> **Text excerpt**

⁂

We used the last two days of the internship to focus on leveraging this technique and see if we could get any insights about our models’ inner workings. After a LOT of debugging, we got some viable visualizations! They weren’t perfect, since they only gave insight into the specific layer(s) they were run on, but it was still cool to see how the model had some degree of logic in making its predictions, yet also how there was an element of randomness. During the internship, we often discussed barriers to adoption of AI technologies, which requires human trust. The explainability that GradCAM provides seems to me to be a good initial step in building this trust.
Another important element of this internship was effective scientific communication, stressed by Dr. Rusu, who discussed the importance of making results more accessible to non-experts. We had all worked on the same project, but how well could we communicate our process? What visualizations and explanations were needed to make our work understandable by not only our experienced mentors but also our families watching, who did not know nearly as much about our project? These were the questions we grappled with as we got ready to present our work at the final ceremony, where we had just 12-15 minutes to discuss our project work, and 5 minutes to answer questions from mentors.
Our hard work paid off, and we won first place for our presentation!

⁂

> **Data listing**
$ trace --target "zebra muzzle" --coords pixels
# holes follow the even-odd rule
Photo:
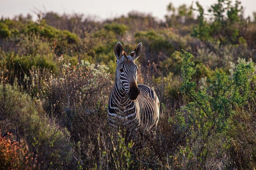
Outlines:
[[[130,86],[130,90],[128,94],[130,99],[132,100],[136,100],[140,94],[140,90],[138,88],[137,83],[132,82]]]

⁂

> **Work to complete**
1 > Please rename "mentors" to "advisors" in the stretch of the internship account from "Another important element" through "questions from mentors.", and give that stretch again.
2 > Write what comes next in the internship account, picking up after its final sentence.

> **Results for the exercise**
1 >
Another important element of this internship was effective scientific communication, stressed by Dr. Rusu, who discussed the importance of making results more accessible to non-experts. We had all worked on the same project, but how well could we communicate our process? What visualizations and explanations were needed to make our work understandable by not only our experienced advisors but also our families watching, who did not know nearly as much about our project? These were the questions we grappled with as we got ready to present our work at the final ceremony, where we had just 12-15 minutes to discuss our project work, and 5 minutes to answer questions from advisors.

2 >
Overall, the internship was an incredible experience. It amplified our interest in artificial intelligence for medicine by allowing us to experience how rewarding it is to work at the intersection of the two fields. From Dr. Rusu, we learned that it is okay to “pivot” often in your career, inspiring us to pursue more of our academic interests without feeling compelled to go down a singular path. From Katie Link, we gained an understanding of the difference between research and engineering - and how we can pursue our interest in both by being a research engineer. Hearing from AI pioneers like Drs. Daniel Yang, Curt Langlotz, and Matt Lungren, who are both physicians and AI experts, through the Lunch & Learns showed us a new side to being an engineer, one where we can interact directly with the patients who my work benefits. We learned about AI holistically - not just about how a model is trained and evaluated, but also the human side to it, where we think consciously about the broader implications of our code for people around the world.
Finally, it was wonderful to meet so many amazing students and professionals similarly passionate about advancing healthcare using artificial intelligence. Even though the experience was virtual, we were a community working toward the same goals.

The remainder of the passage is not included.